** Page extract **
September 30, 2012
I wouldn’t go so far as to say that yesterday was a harsh wake up call – but at the very least it was a sharp nudge in the ribs from a partner who’s sick of hearing you snore another night away.
The fact is we weren’t terrible against Chelsea. We should and could have picked up at least a point but the failings that we showed were all too familiar. Despite recent evidence of progress this could have been a performance by any Arsenal team in the last seven years. A decent amount of the play but when it really mattered we missed our chances, we gifted a couple of soft goals to the opposition…oh, and we watched Abou Diaby hobble off injured after 17 minutes. Plus ça change, as Abou is no doubt sighing from the treatment table this morning.
This was not a day that Laurent Koscielny will be putting in his happy time memory scrapbook. He should have done better with both of their goals, allowing himself to get outmuscled too easily by Fernando Torres on the first and presenting him with the chance to poke the ball home and on the second he appeared to lose all sense of place as he helped Mata’s free kick into the bottom corner. Two very avoidable goals and had they not happened we’d all be in a much more chipper mood this morning.
I said yesterday that I thought Per Mertesacker should have kept his place but I’m not exactly feeling smug about calling it. You don’t expect performances like that from a player as strong as Koscielny and I’ve no doubt he’ll get back to his old self soon enough but perhaps it was a mistake to drop a player in such good form.

** Instructions **
a. Rewrite everything in the Arsenal post from "September 30, 2012" down to "another night away.", replacing "partner" with "roommate".
b. According to the Arsenal post, how many minutes into the match did Abou Diaby hobble off injured?
Rely only on the Arsenal post for what follows.

** Data supplied **
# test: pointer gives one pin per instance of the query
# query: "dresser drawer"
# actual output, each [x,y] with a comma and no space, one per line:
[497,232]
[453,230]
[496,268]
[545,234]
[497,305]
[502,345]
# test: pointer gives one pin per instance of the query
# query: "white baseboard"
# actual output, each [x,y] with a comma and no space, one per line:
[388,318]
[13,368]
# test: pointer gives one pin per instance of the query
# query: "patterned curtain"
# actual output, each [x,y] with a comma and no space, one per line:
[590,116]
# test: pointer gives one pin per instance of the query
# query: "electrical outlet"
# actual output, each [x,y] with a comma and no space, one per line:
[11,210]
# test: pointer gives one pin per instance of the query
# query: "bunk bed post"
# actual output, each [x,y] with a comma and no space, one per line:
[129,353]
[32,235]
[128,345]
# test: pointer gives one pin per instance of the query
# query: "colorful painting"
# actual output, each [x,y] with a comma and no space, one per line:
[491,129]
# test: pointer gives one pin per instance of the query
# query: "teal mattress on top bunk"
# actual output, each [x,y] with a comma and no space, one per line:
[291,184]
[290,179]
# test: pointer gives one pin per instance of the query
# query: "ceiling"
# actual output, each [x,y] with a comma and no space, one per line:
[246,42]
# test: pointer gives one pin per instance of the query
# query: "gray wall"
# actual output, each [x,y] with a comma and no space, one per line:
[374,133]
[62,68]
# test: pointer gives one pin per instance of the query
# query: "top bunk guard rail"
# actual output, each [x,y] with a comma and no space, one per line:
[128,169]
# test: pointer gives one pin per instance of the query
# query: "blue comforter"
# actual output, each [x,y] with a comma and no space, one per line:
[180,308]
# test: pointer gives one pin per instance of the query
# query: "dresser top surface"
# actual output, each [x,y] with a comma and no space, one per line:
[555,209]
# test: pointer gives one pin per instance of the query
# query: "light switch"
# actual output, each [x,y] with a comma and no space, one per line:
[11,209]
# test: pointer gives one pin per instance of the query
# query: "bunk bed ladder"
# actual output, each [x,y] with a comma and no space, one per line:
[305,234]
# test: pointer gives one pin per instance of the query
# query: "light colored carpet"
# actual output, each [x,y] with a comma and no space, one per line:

** Solutions below **
a.
September 30, 2012
I wouldn’t go so far as to say that yesterday was a harsh wake up call – but at the very least it was a sharp nudge in the ribs from a roommate who’s sick of hearing you snore another night away.

b. After 17 minutes.